They talked about John F. Kennedy and whispered the word “Catholic” as they wondered aloud if he’d make it to the White House. Then Mom told a familiar story about a recent visit to her friend Franny’s house in St. Louis. As she told it, they were in the middle of their watercress sandwich and jellied consomme lunch when the phone rang.
“Well, hi Jack,” Franny chirped. “I was wondering if you were going to call while you were in town.”
Franny’s family had a summer place in Hyannis Port where she had spent her childhood summers with the Kennedy kids. She gave Mom a conspiratorial wink.
“Of course, I’ve been campaigning for you! As a matter of fact, I have someone here who is just dying to talk to you, her name is Barbara.”
She held the receiver up to my mother’s ear.
“Hello, Bah-bah-rah!” said the unmistakable voice.
Mom was untying her tongue when JFK jumped back in.
“Vote for me in Novem-bah!”
“Oooooh, I will,” Mom cooed before pushing the phone back toward Franny.
Like a stand-up comic, she took a long beat and gave a sly look over her Coke bottle as she took a series of small sips.
“I’m voting for Nixon, of course!”
The grown-ups broke into a laugh that abruptly ended when Mr. Martin jumped up and pointed down the beach.
“Will you look at that!”
I jerked upright and turned towards a lone figure strolling toward us along the shoreline. As he came closer, I noticed that he had a deeply tanned, hairless, muscled body that glistened with oil. His brief, purple Speedo and platinum-blond pompadour reminded me of Gorgeous George, a famous wrestler that I had seen on TV.
As the man drew near, Mr. Martin put his hands on the hips of his baggy trunks, sucked in his beer belly and puffed out his chest.
“Why do they let those queers mince around in public?” he bellowed so that everyone could hear.
His rage startled me. I had no idea what the words “queer” or “mince” meant, but I knew they weren’t good. I glanced over at Dad who was contemplating the sand at his feet.
When Gorgeous George sauntered by, he abruptly turned his head away from us and fixed his eyes on the ocean.

→ **Tasks to complete**
a) List every place named in the beach passage.
b) Please continue the beach passage, starting after its last sentence.

→ **Recorded data**

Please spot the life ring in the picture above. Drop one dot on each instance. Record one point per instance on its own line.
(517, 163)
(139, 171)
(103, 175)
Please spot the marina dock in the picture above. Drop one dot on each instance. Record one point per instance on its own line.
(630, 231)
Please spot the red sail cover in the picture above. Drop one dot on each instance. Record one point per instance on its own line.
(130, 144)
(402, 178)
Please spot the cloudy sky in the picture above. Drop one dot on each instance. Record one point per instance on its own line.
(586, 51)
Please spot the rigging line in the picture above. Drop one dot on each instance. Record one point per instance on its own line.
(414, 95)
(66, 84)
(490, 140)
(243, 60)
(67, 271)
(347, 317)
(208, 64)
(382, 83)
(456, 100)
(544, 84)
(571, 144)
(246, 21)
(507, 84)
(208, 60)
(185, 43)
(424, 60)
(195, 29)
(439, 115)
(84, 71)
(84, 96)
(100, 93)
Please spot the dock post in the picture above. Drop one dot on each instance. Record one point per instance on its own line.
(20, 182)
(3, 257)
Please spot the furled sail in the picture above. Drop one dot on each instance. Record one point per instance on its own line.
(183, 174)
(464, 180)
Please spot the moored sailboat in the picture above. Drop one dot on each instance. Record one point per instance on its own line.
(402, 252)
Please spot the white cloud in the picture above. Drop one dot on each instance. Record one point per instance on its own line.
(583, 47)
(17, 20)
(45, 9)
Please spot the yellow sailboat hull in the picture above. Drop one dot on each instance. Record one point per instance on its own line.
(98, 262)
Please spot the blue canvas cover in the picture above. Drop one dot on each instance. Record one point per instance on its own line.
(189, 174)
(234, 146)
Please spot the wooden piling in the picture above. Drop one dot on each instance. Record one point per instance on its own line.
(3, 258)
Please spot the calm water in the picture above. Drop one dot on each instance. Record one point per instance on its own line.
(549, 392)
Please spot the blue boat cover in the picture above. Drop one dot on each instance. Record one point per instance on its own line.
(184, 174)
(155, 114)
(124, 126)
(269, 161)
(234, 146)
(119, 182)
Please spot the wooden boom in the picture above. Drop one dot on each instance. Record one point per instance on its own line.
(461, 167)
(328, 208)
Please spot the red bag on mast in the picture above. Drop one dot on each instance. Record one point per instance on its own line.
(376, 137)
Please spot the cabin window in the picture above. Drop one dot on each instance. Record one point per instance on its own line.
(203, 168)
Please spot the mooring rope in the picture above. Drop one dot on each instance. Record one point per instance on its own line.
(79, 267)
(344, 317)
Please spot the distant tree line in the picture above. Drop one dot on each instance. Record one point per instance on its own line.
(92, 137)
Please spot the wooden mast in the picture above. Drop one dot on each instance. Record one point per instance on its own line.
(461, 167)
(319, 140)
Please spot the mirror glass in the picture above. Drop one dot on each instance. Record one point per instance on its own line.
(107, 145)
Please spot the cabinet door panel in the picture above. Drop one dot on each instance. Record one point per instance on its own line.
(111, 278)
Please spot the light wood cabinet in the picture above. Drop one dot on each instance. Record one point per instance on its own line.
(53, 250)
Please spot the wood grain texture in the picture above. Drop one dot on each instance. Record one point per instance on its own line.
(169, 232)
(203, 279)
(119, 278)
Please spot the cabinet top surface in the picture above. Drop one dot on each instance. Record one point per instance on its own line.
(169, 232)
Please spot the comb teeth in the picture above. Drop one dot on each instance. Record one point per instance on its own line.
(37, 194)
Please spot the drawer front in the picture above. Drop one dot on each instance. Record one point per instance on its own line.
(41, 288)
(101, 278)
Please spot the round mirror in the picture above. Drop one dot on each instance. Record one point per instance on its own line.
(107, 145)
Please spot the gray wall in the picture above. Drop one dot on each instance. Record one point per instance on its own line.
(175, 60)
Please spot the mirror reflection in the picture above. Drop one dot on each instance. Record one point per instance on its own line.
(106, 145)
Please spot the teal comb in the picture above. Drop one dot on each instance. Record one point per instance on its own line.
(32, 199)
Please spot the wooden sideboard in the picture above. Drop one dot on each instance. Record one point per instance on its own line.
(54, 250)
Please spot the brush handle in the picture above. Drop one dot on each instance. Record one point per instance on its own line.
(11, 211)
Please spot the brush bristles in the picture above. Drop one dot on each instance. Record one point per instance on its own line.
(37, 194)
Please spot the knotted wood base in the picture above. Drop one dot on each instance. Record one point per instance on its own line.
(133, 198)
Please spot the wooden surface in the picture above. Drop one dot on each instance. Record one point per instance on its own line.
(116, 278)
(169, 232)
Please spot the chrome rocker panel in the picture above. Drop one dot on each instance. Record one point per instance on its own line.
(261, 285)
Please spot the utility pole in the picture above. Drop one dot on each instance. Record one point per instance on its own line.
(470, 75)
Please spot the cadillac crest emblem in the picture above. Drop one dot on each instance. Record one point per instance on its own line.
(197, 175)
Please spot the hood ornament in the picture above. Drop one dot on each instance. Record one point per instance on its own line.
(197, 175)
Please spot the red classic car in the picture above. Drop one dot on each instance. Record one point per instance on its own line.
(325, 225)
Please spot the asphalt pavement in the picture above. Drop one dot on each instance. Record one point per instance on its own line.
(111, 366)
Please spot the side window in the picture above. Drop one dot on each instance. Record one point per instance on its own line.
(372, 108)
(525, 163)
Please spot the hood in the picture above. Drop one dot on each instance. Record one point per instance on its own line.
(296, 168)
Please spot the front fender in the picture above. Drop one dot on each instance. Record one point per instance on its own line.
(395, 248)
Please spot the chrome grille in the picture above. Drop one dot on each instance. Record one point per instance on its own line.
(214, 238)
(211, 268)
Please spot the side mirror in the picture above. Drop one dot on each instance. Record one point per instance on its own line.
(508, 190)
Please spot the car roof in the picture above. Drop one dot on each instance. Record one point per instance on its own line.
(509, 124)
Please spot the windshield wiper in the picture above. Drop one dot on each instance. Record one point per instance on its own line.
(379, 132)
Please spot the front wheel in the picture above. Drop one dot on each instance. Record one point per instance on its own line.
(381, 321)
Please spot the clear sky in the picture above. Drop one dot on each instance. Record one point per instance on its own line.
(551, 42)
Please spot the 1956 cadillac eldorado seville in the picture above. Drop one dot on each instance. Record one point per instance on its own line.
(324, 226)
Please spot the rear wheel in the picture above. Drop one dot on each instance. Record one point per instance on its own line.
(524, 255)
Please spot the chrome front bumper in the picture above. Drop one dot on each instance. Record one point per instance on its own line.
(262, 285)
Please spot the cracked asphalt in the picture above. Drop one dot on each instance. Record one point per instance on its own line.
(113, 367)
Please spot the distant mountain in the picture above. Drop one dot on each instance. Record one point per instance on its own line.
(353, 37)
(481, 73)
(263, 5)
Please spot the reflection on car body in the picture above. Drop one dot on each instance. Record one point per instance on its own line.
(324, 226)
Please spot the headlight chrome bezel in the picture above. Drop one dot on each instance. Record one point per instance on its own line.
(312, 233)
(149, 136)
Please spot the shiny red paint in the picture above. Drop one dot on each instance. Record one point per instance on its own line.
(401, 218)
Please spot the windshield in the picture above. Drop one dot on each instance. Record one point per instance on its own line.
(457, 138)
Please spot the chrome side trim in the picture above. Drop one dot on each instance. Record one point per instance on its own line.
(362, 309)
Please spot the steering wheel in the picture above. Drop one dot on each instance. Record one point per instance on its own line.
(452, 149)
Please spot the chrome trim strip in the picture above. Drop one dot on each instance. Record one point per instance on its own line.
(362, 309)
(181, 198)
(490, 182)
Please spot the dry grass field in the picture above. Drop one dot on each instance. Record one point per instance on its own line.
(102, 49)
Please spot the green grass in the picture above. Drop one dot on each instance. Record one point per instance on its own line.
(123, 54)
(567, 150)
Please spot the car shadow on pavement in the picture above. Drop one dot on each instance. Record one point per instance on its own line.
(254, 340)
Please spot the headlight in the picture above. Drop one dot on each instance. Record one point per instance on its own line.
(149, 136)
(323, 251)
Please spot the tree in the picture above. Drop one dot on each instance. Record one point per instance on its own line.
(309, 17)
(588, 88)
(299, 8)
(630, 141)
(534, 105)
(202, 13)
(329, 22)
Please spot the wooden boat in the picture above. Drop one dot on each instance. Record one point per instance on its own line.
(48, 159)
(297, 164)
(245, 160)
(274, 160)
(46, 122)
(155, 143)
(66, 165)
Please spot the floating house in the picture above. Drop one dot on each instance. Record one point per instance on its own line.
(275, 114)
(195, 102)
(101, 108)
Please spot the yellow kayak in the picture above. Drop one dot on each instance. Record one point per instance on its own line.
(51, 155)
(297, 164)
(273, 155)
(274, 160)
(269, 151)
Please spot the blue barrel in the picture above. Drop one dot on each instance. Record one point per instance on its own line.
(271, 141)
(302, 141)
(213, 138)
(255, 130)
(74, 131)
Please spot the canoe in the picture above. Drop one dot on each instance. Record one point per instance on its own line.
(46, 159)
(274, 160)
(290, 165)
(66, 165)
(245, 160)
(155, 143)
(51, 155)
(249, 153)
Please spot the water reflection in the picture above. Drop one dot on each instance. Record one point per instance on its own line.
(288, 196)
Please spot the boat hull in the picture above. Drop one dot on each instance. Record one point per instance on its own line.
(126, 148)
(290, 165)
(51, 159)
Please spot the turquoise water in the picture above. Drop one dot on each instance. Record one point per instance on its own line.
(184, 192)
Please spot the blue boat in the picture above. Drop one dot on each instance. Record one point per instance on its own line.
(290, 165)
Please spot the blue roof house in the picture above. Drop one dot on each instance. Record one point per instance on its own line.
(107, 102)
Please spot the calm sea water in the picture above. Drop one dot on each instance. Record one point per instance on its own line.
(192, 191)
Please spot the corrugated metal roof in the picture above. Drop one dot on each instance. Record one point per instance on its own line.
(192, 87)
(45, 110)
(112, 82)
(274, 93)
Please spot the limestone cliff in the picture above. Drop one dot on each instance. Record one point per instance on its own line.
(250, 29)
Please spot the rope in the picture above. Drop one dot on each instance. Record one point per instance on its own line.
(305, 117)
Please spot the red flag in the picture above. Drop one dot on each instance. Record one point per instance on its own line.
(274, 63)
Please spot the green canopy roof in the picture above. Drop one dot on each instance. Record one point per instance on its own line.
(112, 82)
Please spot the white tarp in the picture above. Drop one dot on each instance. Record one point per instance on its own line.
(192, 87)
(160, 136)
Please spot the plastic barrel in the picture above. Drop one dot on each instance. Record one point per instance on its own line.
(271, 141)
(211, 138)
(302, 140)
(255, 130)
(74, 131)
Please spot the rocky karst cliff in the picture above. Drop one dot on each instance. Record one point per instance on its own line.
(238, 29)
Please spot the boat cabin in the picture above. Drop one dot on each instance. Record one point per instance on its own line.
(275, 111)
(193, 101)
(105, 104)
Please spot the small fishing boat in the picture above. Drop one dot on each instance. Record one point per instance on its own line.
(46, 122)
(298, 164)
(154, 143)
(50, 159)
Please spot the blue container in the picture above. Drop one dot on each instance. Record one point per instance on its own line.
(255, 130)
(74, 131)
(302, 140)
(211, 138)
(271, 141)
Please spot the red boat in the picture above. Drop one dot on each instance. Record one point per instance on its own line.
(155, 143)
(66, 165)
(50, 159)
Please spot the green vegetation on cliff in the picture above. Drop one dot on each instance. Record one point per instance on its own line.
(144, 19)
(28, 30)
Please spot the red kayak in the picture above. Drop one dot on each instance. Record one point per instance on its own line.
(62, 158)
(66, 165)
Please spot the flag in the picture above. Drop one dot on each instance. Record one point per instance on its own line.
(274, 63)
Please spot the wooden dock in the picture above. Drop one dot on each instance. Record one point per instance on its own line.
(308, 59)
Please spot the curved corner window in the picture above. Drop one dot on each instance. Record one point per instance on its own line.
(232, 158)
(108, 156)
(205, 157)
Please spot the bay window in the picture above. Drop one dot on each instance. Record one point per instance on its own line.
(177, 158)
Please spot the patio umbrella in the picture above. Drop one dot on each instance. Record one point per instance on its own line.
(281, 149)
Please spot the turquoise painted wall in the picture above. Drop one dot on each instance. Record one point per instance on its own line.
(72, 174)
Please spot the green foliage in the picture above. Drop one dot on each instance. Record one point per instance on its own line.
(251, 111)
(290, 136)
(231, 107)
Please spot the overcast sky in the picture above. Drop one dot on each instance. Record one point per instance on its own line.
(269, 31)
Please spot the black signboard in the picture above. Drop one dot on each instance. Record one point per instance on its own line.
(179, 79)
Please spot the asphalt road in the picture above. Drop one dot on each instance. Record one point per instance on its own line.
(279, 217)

→ **Solved tasks**
a) White House, St. Louis, Hyannis Port

b)
Mr. Martin plopped back down on his chair and took a long pull on his beer. He shook his head, shot a knowing glance at the other adults before they returned to a more muffled conversation.
I couldn’t help but gawk at the solitary man as he shrank from sight and I had a sudden urge to run behind him. I was dying to know where he was going. A peacock passing through a beach full of seagulls, I knew he didn’t belong in my world and I wanted to get a good look at his habitat.
Rooted in the world of parents and kids, I just sat under the umbrella until he disappeared. I wanted to ask the adults about him since their whisperings made me even more curious. But the thought of Mr. Martin’s anger made me suppress the urge to ask a dozen questions.
Somehow I knew that I was like Gorgeous George. Too young to grasp the nuances of sexuality, I nonetheless had a strong sense of identification. The sight of him had made me suddenly aware of something inside of me that I couldn’t name. Still, like a chrysalis gestating deep within my still-forming self, I knew I had to protect it until the day it rose up, spread its colorful wings and unleashed its own gorgeousness onto the world.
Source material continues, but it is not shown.